[I18n-sig] Unicode surrogates: just say no!

Wed, 27 Jun 2001 16:54:37 -0400

> Guido van Rossum wrote:
> > 
> >..
> > 
> > Users can choose to write code that's portable between the two
> > versions by using surrogates on the narrow platform but not on the
> > wide platform.  (This would be a good idea for backward compatibility
> > with Python 2.0 and 2.1 anyway.)  The proposed (and current!) behavior
> > of \U makes it easy for them to do the right thing with string
> > literals; everything else, they just have to write code that won't
> > separate surrogate halves.
> 
> What is the virtue in making the literal syntax easy and making unichr()
> easy when everything else is hard? Counting characters is hard.
> Addressing characters reliably is hard. Slicing reliably is hard. Why
> not simplify things? Surrogates are just characters. If you want to
> handle wide characters you need to build Python that way.
> 
> I'm trying to imagine the use-case where you care about surrogates
> enough to want them to be automatically generated but not enough to care
> about slicing and addressing and counting and ...and is this use-case
> worth breaking the invariant that len(unichr(i))==1.
> 
> Surrogates: Just say no. :)

\U has supported surrogate creation since Python 2.0 was released, but
I can't find a clear answer in PEP 100 (a.k.a. Misc/unicode.txt; \U
was added after that was finalized).

The use case I've been assuming of is simple enough: someone wants to
print "Hello World" in Klingon.  They have a printing routine that
takes Unicode, but only ASCII keyboard.  They look up the Unicode
values for the Klingon characters spelling "Hello World" in Klingon on
the web.  The characters happen to be in plane 17.  Do we really want
to place the additional burden on them to (a) figure out if their
Python interpreter uses UCS-2 or UCS-4, and (b) correctly implement
the surrogate creation algorithm on the UCS-2 platform?  I don't think
we should.

--Guido van Rossum (home page: http://www.python.org/~guido/)

→ Stated problem A:
Swap "narrow platform" for "UCS-2 platform" in the mailing-list post, and give the passage that begins at "Wed, 27 Jun" and stops after "separate surrogate halves.".
→ Stated problem B:
In one to three sentences, explain why the mailing-list post says a user printing the Klingon characters should not have to produce surrogates by hand.
Rely only on the mailing-list post to answer.

→ Collected material:
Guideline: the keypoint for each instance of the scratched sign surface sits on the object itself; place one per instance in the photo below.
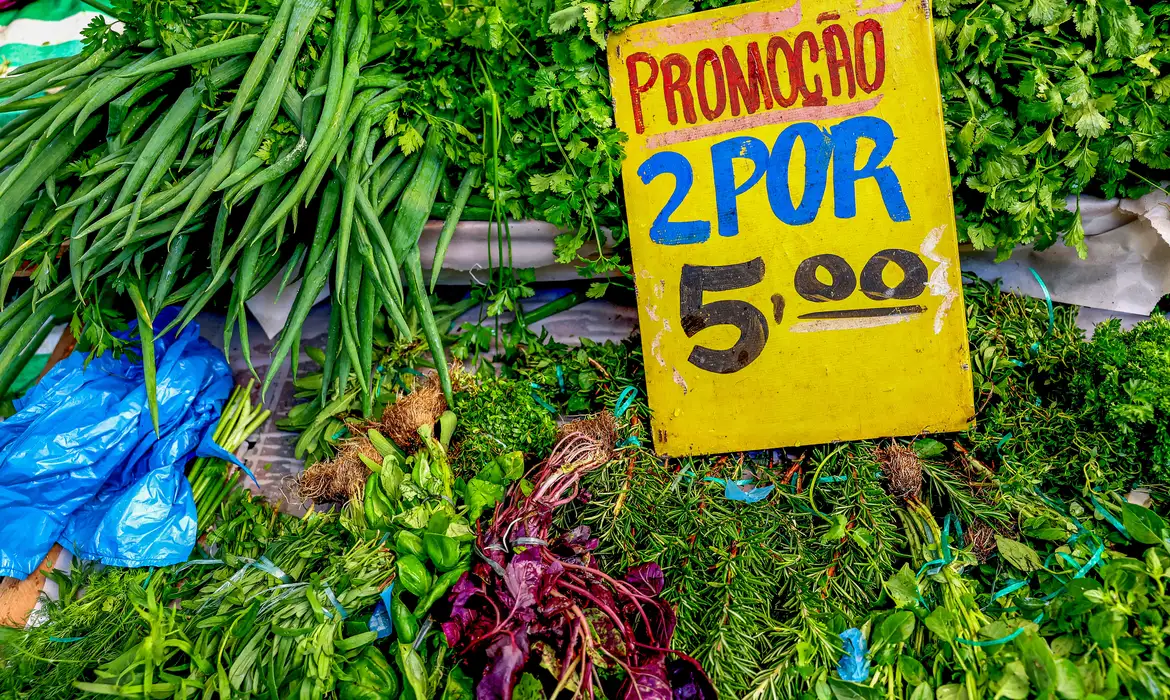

→ Written response A:
Wed, 27 Jun 2001 16:54:37 -0400

> Guido van Rossum wrote:
> > 
> >..
> > 
> > Users can choose to write code that's portable between the two
> > versions by using surrogates on the UCS-2 platform but not on the
> > wide platform.  (This would be a good idea for backward compatibility
> > with Python 2.0 and 2.1 anyway.)  The proposed (and current!) behavior
> > of \U makes it easy for them to do the right thing with string
> > literals; everything else, they just have to write code that won't
> > separate surrogate halves.

→ Written response B:
Producing them by hand would force the user to work out whether their Python interpreter uses UCS-2 or UCS-4. On the UCS-2 platform, they would also have to implement the surrogate creation algorithm correctly themselves. The post's author does not think users should be given that extra burden.